• _WHAT YOU WILL DO_: Print out the whole listing below exactly as it is written.

------------------------------------

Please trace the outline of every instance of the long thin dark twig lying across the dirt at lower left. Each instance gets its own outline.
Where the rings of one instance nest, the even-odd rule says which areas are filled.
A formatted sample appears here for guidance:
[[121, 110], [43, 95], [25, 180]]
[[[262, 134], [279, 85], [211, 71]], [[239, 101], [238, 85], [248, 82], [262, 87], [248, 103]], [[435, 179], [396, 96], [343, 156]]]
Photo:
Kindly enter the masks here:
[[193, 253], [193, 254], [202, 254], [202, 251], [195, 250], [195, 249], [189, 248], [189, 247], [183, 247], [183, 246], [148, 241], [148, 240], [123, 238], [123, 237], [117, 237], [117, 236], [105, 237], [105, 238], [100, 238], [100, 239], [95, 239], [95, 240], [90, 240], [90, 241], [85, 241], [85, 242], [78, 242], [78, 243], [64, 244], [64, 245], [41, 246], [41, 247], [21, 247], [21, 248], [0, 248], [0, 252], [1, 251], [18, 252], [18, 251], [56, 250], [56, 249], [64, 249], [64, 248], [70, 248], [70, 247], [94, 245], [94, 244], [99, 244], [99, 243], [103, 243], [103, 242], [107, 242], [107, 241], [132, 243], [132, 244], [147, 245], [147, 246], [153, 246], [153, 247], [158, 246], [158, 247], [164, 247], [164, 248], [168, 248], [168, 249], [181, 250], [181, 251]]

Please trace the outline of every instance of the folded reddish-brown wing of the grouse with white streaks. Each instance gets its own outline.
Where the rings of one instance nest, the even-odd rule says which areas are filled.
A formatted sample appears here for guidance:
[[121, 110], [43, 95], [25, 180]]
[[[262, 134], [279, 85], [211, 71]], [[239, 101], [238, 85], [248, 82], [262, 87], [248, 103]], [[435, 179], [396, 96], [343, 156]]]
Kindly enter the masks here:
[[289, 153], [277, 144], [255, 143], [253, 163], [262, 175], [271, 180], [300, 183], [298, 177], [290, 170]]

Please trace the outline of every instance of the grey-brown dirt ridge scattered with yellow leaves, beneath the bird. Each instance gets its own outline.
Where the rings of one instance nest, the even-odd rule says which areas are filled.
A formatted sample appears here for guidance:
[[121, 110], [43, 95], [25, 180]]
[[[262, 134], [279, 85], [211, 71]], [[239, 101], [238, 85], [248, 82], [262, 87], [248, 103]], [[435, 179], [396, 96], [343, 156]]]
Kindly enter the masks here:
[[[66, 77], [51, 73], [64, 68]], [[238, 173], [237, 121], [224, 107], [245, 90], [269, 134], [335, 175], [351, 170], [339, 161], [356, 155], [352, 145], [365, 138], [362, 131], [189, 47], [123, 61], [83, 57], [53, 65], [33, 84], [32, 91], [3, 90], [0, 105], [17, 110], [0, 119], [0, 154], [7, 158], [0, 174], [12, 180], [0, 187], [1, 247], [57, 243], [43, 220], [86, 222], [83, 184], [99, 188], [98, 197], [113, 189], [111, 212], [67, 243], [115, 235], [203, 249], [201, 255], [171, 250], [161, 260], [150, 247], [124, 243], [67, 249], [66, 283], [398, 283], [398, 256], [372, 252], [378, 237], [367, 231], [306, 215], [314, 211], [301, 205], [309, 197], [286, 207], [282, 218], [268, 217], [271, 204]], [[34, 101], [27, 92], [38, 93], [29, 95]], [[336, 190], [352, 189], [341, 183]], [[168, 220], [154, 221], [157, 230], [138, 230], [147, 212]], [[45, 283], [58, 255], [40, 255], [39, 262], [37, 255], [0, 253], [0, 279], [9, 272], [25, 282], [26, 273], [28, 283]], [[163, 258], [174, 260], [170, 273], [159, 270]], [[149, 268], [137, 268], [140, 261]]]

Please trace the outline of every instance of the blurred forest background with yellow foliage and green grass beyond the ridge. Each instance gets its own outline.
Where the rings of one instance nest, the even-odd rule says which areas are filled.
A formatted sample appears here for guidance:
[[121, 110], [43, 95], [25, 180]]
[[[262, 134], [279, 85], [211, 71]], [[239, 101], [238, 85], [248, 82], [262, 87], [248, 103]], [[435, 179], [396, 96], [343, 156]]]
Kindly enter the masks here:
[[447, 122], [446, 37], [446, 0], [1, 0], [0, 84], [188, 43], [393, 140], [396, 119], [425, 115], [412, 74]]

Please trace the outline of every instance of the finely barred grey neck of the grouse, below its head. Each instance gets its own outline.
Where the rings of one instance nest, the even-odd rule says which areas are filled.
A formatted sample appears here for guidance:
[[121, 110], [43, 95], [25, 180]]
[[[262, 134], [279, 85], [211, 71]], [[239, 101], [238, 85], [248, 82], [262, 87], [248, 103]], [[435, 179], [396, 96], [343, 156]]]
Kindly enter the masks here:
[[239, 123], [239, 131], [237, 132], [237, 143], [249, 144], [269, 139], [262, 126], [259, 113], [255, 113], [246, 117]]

------------------------------------

• _RESPONSE TO THIS EXERCISE_:
Please trace the outline of every instance of the long thin dark twig lying across the dirt at lower left. Each instance gets its own outline.
Where the rings of one instance nest, the even-odd rule says which areas are filled.
A formatted sample appears here for guidance:
[[121, 110], [43, 95], [25, 180]]
[[[262, 134], [279, 85], [211, 71]], [[239, 101], [238, 85], [248, 82], [262, 87], [248, 103]], [[435, 179], [396, 96], [343, 156]]]
Photo:
Kindly enter the masks here:
[[193, 253], [193, 254], [202, 254], [202, 251], [195, 250], [195, 249], [189, 248], [189, 247], [183, 247], [183, 246], [148, 241], [148, 240], [123, 238], [123, 237], [117, 237], [117, 236], [105, 237], [105, 238], [100, 238], [100, 239], [95, 239], [95, 240], [90, 240], [90, 241], [85, 241], [85, 242], [78, 242], [78, 243], [64, 244], [64, 245], [41, 246], [41, 247], [21, 247], [21, 248], [0, 248], [0, 252], [1, 251], [18, 252], [18, 251], [56, 250], [56, 249], [64, 249], [64, 248], [70, 248], [70, 247], [94, 245], [94, 244], [99, 244], [99, 243], [103, 243], [103, 242], [107, 242], [107, 241], [132, 243], [132, 244], [147, 245], [147, 246], [153, 246], [153, 247], [158, 246], [158, 247], [164, 247], [164, 248], [168, 248], [168, 249], [181, 250], [181, 251]]

Please trace the outline of every instance of the folded reddish-brown wing of the grouse with white streaks. Each instance gets its own outline.
Where the rings of one instance nest, the even-odd rule says which areas are filled.
A formatted sample appears here for guidance:
[[121, 110], [43, 95], [25, 180]]
[[[262, 134], [279, 85], [211, 71]], [[239, 101], [238, 85], [248, 82], [262, 87], [248, 103]], [[435, 179], [396, 96], [343, 156]]]
Kindly enter the masks here:
[[289, 153], [277, 144], [255, 143], [253, 163], [262, 175], [271, 180], [300, 183], [298, 177], [290, 170]]

Please trace the outline of every instance of the grey-brown dirt ridge scattered with yellow leaves, beneath the bird. Each instance gets its own outline.
Where the rings of one instance nest, the even-odd rule says which areas are filled.
A formatted sample appears here for guidance:
[[121, 110], [43, 95], [25, 180]]
[[[262, 134], [279, 85], [211, 71]], [[239, 101], [238, 85], [248, 82], [262, 87], [248, 103]], [[435, 179], [396, 96], [343, 156]]]
Kindly enter the masks here:
[[[66, 77], [51, 73], [64, 68]], [[238, 173], [237, 121], [224, 107], [245, 90], [269, 134], [335, 175], [351, 170], [339, 161], [356, 155], [352, 145], [365, 138], [362, 131], [189, 47], [123, 61], [83, 57], [53, 65], [33, 84], [32, 91], [3, 90], [0, 105], [17, 110], [0, 119], [0, 154], [7, 158], [0, 174], [12, 180], [0, 187], [1, 247], [57, 243], [43, 220], [86, 222], [83, 184], [99, 188], [98, 197], [113, 189], [111, 212], [67, 243], [115, 235], [203, 249], [201, 255], [171, 250], [161, 260], [150, 247], [124, 243], [67, 249], [66, 283], [398, 283], [398, 256], [372, 252], [378, 237], [367, 231], [306, 215], [314, 211], [301, 205], [309, 197], [286, 207], [282, 218], [268, 217], [271, 204]], [[34, 101], [27, 92], [38, 93], [29, 95]], [[336, 190], [352, 189], [341, 183]], [[168, 220], [154, 221], [157, 230], [138, 230], [147, 212]], [[45, 283], [58, 255], [40, 255], [39, 262], [37, 255], [0, 253], [0, 279], [9, 272], [25, 282], [26, 273], [28, 283]], [[163, 258], [174, 260], [170, 273], [159, 270]], [[149, 268], [137, 268], [140, 261]]]

Please trace the outline of every instance of the blurred forest background with yellow foliage and green grass beyond the ridge. Each instance gets its own outline.
Where the rings of one instance nest, the even-odd rule says which areas are filled.
A formatted sample appears here for guidance:
[[121, 110], [43, 95], [25, 180]]
[[[262, 134], [279, 85], [211, 71]], [[239, 101], [238, 85], [248, 82], [262, 87], [248, 103]], [[435, 179], [396, 96], [343, 156]]]
Kindly enter the masks here:
[[447, 122], [446, 37], [446, 0], [1, 0], [0, 84], [188, 43], [393, 140], [396, 119], [425, 115], [412, 74]]

Please trace the outline of every instance of the finely barred grey neck of the grouse, below its head. Each instance gets its own outline.
Where the rings of one instance nest, the even-odd rule says which areas are filled.
A formatted sample appears here for guidance:
[[121, 110], [43, 95], [25, 180]]
[[[262, 134], [279, 85], [211, 71]], [[239, 101], [238, 85], [248, 82], [262, 87], [248, 103]], [[435, 179], [396, 96], [343, 156]]]
Kindly enter the masks here:
[[239, 123], [239, 131], [237, 132], [237, 143], [249, 144], [269, 139], [262, 126], [259, 113], [255, 113], [246, 117]]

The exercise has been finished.